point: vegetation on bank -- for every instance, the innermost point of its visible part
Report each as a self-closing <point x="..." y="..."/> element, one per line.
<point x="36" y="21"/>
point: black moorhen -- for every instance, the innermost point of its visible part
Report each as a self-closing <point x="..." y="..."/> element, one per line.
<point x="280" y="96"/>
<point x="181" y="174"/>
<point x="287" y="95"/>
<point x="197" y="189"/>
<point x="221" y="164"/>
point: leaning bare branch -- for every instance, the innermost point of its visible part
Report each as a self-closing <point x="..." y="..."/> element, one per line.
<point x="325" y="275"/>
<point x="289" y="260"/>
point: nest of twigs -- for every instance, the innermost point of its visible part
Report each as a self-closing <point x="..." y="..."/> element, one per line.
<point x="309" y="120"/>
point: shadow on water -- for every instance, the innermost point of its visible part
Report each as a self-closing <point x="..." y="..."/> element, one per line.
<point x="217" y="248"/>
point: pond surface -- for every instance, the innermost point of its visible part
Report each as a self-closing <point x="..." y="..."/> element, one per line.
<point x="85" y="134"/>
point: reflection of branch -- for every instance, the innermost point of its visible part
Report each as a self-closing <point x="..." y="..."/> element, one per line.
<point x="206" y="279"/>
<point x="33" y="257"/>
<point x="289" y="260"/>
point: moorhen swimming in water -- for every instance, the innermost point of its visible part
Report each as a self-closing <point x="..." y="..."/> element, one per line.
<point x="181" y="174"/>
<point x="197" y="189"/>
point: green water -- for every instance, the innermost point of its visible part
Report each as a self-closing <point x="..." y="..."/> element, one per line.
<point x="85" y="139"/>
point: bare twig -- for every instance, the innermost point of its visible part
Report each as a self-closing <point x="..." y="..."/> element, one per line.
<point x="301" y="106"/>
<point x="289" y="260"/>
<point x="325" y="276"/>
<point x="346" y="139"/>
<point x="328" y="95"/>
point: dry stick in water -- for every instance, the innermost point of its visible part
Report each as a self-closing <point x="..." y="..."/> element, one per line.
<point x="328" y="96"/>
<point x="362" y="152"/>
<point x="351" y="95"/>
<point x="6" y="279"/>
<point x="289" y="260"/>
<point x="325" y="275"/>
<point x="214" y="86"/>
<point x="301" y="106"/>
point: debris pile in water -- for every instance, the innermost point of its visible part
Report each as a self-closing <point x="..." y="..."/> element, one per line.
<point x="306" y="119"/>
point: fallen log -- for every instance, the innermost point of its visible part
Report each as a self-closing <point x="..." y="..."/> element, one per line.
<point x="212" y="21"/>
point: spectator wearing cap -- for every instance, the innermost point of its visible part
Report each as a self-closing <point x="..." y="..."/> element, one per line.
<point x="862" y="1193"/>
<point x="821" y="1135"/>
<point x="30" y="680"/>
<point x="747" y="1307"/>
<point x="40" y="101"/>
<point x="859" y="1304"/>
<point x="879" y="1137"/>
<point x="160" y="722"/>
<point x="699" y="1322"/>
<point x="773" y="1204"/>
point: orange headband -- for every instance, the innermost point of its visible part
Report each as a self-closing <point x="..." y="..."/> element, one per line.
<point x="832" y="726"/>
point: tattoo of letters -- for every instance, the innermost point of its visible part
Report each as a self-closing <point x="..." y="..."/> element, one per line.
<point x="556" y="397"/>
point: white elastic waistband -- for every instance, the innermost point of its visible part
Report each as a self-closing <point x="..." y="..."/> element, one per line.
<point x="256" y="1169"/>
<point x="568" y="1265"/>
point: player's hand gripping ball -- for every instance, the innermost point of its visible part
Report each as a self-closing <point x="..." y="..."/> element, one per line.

+++

● Set exercise:
Faithfully transcribe the whole of the data.

● Solution to the problem:
point: vegetation on bank -- for every instance, the innermost point of its visible part
Report each as a self-closing <point x="..." y="..."/> element, one per line.
<point x="36" y="21"/>
point: black moorhen -- for every instance, the innermost point of its visible part
Report each as a self-closing <point x="..." y="..."/> element, one per line.
<point x="280" y="96"/>
<point x="181" y="174"/>
<point x="287" y="95"/>
<point x="197" y="189"/>
<point x="221" y="164"/>
point: leaning bare branch -- for every instance, the innermost point of its visible part
Report each as a self-closing <point x="..." y="..."/> element, one per line.
<point x="325" y="275"/>
<point x="289" y="260"/>
point: nest of twigs -- for every instance, the innermost point of its visible part
Report each as a self-closing <point x="..." y="..."/> element, one per line.
<point x="309" y="120"/>
point: shadow on water -- for every instance, the innermost point of its visible part
Report each as a self-closing <point x="..." y="..."/> element, one per line.
<point x="217" y="248"/>
point: pond surface -- for every instance, the innermost point of its visible part
Report each as a self-closing <point x="..." y="..."/> element, one per line.
<point x="85" y="134"/>
point: reflection of branch -- for every instance, the innermost point of its visible part
Report each as a self-closing <point x="..." y="..."/> element, one per line.
<point x="206" y="279"/>
<point x="33" y="257"/>
<point x="289" y="260"/>
point: moorhen swimming in water -- for every instance, the innermost point of its visible part
Report each as a self-closing <point x="..." y="..."/> element, one per line.
<point x="181" y="174"/>
<point x="197" y="189"/>
point: green water -- for every instance, the innermost point of its visible part
Report each as a self-closing <point x="..." y="..."/> element, one per line.
<point x="85" y="139"/>
point: bare twig -- for every instance, the innermost point of its visible part
Report each as a self-closing <point x="..." y="..."/> element, one per line.
<point x="301" y="106"/>
<point x="289" y="260"/>
<point x="325" y="276"/>
<point x="346" y="139"/>
<point x="328" y="95"/>
point: dry stick in water -- for every instance, the innermost point of its visible part
Report each as a self-closing <point x="..." y="..."/> element, one per line.
<point x="328" y="96"/>
<point x="362" y="152"/>
<point x="351" y="95"/>
<point x="6" y="279"/>
<point x="289" y="260"/>
<point x="325" y="275"/>
<point x="214" y="86"/>
<point x="301" y="106"/>
point: debris pile in water -- for every instance, the innermost point of its visible part
Report each as a self-closing <point x="..." y="..."/> element, one per line.
<point x="306" y="119"/>
point: fallen log -- for every instance, the innermost point of its visible part
Report each as a self-closing <point x="..." y="..."/> element, one per line.
<point x="212" y="21"/>
point: spectator wearing cap -- for every instance, the innermost point of its visible part
Report each as a self-closing <point x="..." y="..."/> element, one per line.
<point x="862" y="1193"/>
<point x="821" y="1135"/>
<point x="30" y="680"/>
<point x="747" y="1307"/>
<point x="40" y="101"/>
<point x="859" y="1304"/>
<point x="879" y="1137"/>
<point x="160" y="722"/>
<point x="699" y="1322"/>
<point x="773" y="1204"/>
point: orange headband -- for every instance, the innermost point of its visible part
Report each as a self-closing <point x="..." y="..."/> element, one per line.
<point x="832" y="726"/>
point: tattoo of letters -- for every instance, the innermost point of its visible part
Report each as a self-closing <point x="..." y="..."/> element, one per line.
<point x="556" y="397"/>
point: white elastic waistband -- for every instance, the innermost point of its visible part
Report each as a self-closing <point x="..." y="..."/> element, one per line.
<point x="256" y="1169"/>
<point x="568" y="1265"/>
point: player's hand gripping ball -- for every instance, the innermost point of its visible part
Report each as a self-closing <point x="..." y="..."/> element, one per line.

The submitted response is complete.